### EXERCISE OBJECTIVE:
Rewrite every line of the records below, requests included, and rescale each vertex coordinate in the outline answers by multiplying it by 2.45 and rounding to the nearest whole number, with halves rounded up.

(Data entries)
+--

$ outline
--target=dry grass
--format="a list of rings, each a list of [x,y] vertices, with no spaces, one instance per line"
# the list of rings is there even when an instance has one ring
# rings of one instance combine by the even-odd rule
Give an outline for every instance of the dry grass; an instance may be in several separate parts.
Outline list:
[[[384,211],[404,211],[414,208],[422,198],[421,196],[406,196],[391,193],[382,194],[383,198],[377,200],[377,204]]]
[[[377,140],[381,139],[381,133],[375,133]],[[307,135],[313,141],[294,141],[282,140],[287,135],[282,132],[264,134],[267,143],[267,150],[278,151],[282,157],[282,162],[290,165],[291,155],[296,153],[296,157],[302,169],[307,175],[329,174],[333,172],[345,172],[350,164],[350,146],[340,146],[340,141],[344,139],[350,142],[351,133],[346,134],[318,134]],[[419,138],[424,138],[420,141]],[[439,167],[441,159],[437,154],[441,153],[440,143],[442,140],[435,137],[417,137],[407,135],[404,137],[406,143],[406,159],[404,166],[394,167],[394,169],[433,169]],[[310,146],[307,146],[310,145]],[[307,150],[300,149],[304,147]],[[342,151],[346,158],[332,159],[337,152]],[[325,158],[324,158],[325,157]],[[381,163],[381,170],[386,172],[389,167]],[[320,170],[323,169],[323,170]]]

+--

### COMPLETED EXERCISE:
$ outline
--target=dry grass
--format="a list of rings, each a list of [x,y] vertices, with no spaces, one instance per line"
# the list of rings is there even when an instance has one ring
# rings of one instance combine by the even-odd rule
Give an outline for every instance of the dry grass; an instance may be in several separate parts.
Outline list:
[[[941,517],[990,517],[1014,510],[1034,485],[1031,480],[995,480],[958,473],[936,475],[938,485],[924,490],[924,500]]]
[[[924,343],[933,341],[933,326],[919,326]],[[752,331],[767,345],[720,345],[691,343],[703,331],[691,323],[647,328],[654,350],[654,368],[681,370],[691,385],[691,397],[711,404],[713,380],[725,375],[725,385],[740,414],[752,429],[806,426],[816,421],[845,421],[858,402],[858,358],[833,358],[833,345],[843,341],[858,348],[860,326],[848,328],[779,328]],[[1027,338],[1039,338],[1029,345]],[[1076,409],[1080,390],[1071,377],[1080,375],[1078,350],[1083,343],[1066,336],[1022,336],[997,331],[990,336],[995,350],[995,390],[990,407],[965,409],[965,414],[1061,414]],[[760,358],[752,358],[760,355]],[[752,368],[735,365],[745,360]],[[838,370],[848,387],[813,390],[826,372]],[[796,387],[794,387],[796,385]],[[933,399],[933,417],[946,421],[953,409]],[[784,417],[791,414],[791,417]]]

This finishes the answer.